• _Information supplied_

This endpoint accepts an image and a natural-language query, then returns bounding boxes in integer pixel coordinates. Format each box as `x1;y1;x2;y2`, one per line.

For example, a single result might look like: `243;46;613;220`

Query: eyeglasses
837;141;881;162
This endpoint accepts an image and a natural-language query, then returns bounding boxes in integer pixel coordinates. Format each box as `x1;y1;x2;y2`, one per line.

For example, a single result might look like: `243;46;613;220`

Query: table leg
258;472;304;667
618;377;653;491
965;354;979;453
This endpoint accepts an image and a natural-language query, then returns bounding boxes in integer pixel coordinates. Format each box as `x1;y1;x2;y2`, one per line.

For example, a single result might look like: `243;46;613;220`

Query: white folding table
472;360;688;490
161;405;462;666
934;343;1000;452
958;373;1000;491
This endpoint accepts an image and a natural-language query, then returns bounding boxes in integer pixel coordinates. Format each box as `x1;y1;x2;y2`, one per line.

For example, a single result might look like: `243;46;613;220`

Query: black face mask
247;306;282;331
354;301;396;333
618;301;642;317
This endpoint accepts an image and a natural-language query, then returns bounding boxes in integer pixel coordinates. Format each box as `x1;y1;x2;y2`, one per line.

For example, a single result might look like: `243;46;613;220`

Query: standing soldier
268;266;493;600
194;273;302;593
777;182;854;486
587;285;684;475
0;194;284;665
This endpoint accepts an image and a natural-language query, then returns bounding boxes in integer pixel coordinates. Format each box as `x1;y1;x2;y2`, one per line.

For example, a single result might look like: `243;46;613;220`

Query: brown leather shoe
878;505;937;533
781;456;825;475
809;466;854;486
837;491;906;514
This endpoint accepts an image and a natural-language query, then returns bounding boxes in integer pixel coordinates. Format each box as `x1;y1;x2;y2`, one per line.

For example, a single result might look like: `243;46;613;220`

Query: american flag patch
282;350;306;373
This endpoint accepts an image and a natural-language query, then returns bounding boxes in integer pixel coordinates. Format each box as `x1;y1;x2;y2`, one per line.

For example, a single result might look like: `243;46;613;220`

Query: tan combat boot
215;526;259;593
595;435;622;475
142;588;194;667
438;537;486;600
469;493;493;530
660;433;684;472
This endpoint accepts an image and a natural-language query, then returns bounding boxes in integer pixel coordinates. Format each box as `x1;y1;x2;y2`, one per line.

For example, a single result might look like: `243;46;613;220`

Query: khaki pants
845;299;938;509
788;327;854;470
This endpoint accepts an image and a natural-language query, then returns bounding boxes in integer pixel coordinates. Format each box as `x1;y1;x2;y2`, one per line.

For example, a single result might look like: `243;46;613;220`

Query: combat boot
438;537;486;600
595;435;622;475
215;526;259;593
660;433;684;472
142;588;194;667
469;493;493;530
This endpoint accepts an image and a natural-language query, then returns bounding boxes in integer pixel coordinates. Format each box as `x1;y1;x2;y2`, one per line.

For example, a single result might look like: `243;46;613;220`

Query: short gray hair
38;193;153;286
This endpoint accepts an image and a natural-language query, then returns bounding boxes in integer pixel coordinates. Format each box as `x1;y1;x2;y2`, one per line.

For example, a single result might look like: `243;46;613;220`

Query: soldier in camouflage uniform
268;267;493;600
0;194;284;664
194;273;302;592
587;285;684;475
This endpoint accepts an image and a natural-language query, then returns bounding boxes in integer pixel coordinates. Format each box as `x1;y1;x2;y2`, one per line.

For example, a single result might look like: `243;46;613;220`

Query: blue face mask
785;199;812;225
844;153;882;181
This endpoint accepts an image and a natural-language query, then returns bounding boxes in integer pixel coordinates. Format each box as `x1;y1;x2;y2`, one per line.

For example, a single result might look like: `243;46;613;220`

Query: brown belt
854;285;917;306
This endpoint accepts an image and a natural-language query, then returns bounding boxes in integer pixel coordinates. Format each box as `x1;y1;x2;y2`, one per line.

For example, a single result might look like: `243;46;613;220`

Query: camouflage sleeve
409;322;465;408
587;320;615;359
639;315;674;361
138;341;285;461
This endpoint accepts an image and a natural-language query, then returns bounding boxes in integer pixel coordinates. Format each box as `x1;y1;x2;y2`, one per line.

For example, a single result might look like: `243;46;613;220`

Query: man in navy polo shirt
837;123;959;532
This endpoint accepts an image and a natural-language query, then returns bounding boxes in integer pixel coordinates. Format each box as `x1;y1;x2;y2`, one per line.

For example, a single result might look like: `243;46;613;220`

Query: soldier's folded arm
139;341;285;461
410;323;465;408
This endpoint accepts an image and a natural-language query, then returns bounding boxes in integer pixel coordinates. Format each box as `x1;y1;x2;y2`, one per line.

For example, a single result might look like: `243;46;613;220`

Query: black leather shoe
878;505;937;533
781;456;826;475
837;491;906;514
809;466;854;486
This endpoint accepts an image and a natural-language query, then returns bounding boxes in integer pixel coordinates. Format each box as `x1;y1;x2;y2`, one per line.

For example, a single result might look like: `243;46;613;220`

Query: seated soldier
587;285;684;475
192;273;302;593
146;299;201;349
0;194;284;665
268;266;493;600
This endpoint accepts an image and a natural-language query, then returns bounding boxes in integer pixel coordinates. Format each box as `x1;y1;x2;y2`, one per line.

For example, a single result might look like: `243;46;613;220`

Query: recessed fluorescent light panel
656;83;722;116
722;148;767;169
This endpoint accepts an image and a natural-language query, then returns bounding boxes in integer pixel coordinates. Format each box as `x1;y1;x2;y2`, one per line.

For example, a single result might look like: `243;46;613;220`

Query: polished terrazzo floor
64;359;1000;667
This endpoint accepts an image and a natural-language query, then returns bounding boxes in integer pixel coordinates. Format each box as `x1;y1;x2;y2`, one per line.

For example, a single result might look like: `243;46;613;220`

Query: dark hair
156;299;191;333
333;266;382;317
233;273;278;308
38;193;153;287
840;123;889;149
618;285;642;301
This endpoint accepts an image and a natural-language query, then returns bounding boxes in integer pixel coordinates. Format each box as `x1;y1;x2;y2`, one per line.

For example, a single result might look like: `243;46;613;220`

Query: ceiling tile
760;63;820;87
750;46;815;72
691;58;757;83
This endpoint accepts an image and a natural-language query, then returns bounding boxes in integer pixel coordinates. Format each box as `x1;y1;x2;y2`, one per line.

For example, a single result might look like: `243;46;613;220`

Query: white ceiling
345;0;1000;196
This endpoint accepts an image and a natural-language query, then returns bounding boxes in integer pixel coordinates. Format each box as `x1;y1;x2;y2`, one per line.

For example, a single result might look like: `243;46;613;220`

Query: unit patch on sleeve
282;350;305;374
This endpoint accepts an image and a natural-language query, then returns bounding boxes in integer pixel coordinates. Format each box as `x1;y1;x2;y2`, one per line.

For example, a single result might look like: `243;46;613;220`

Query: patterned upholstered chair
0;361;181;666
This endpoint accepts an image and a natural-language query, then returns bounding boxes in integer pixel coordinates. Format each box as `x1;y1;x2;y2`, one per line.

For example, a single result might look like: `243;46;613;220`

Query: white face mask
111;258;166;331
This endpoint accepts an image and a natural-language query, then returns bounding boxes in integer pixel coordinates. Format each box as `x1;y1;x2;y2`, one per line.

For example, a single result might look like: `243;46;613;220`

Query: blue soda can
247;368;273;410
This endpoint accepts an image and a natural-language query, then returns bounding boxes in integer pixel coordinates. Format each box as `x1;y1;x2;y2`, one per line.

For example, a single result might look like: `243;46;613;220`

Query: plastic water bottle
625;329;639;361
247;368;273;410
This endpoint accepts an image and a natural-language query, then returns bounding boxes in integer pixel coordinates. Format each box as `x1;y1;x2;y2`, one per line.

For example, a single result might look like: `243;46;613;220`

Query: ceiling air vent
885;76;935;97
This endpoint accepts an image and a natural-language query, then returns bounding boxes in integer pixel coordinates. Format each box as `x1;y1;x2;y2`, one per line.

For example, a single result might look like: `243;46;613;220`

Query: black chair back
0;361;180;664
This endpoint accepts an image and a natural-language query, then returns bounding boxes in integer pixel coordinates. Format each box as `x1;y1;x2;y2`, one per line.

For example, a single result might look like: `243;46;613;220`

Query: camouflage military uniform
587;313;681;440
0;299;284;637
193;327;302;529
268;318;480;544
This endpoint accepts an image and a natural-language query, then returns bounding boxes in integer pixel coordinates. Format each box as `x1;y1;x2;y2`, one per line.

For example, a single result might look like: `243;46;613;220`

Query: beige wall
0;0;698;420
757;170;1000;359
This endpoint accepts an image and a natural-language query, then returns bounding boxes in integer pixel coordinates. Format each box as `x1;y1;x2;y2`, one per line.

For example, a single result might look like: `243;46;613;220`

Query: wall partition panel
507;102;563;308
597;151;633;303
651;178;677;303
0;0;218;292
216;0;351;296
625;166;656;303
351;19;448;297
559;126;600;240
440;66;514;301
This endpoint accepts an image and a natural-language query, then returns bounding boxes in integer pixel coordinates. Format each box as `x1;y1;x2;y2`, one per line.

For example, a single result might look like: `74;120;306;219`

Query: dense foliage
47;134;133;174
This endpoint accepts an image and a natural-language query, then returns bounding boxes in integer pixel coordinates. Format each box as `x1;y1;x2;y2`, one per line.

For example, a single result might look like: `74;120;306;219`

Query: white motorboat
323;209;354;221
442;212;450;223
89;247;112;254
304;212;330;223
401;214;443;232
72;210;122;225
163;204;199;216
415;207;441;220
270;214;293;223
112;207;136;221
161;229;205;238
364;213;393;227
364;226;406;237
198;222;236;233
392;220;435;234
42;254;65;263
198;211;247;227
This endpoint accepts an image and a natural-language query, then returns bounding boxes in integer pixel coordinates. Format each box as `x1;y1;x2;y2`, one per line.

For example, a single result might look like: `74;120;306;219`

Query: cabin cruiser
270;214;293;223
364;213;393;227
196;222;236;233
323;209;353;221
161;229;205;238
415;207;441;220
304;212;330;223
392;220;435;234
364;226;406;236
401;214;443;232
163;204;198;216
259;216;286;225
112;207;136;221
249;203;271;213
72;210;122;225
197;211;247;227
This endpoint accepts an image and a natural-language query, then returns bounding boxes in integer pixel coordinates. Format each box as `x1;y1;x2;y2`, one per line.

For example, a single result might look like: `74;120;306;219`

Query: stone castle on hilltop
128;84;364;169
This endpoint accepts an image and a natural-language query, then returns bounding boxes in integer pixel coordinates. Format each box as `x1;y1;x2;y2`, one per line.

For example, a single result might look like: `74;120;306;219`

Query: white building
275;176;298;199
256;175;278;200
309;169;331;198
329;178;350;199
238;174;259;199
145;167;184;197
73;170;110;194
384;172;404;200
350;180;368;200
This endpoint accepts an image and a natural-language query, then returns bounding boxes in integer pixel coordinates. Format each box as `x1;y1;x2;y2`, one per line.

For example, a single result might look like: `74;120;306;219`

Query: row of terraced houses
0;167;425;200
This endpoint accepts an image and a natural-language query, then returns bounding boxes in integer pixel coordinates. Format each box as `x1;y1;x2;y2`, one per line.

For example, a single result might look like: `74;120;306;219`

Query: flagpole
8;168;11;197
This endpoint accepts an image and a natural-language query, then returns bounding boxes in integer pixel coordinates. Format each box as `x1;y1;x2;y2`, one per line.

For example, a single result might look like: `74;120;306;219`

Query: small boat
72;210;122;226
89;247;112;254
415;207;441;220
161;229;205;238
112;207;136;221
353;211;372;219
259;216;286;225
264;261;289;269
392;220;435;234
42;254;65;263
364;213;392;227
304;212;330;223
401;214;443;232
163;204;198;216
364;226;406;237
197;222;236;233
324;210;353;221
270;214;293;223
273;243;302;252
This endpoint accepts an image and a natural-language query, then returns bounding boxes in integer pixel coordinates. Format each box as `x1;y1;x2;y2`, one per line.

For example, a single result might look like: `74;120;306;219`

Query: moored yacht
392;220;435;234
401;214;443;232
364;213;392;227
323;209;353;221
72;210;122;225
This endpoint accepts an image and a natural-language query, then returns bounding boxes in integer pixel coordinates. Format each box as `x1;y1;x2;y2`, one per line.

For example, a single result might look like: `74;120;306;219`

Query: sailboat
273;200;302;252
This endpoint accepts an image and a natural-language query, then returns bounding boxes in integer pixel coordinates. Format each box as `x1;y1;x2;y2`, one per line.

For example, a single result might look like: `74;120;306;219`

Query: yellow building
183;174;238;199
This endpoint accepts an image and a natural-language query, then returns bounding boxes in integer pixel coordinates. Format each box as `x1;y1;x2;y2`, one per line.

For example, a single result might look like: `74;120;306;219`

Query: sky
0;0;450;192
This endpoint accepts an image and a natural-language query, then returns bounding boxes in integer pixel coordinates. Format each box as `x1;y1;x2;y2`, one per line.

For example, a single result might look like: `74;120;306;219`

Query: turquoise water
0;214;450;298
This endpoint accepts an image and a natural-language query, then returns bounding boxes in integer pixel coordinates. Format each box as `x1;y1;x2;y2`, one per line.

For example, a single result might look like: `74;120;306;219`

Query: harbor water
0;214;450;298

• _Task details_
Shift every bounding-box coordinate in the answers up by 104, and rewrite the listing starting at its first line and ending at the line containing "965;354;979;453", with the requests kept in place. Leave the numbers inside the requests unchanged.

• _Exercise solution_
This endpoint accepts an image and a natural-language query, then returns bounding boxes in integer pixel coordinates. Format each box as `x1;y1;x2;y2`, one per line.

For example, a single result might look like: `243;46;613;220`

Query: eyeglasses
941;245;985;266
This endpoint accepts an image and a natural-language query, then returns bounding boxes in integer pixel coordinates. Format each box as `x1;y1;x2;y2`, one per line.

For example, a single result might look like: `243;46;613;220`

Query: table leg
362;576;408;771
722;481;757;595
1069;458;1083;557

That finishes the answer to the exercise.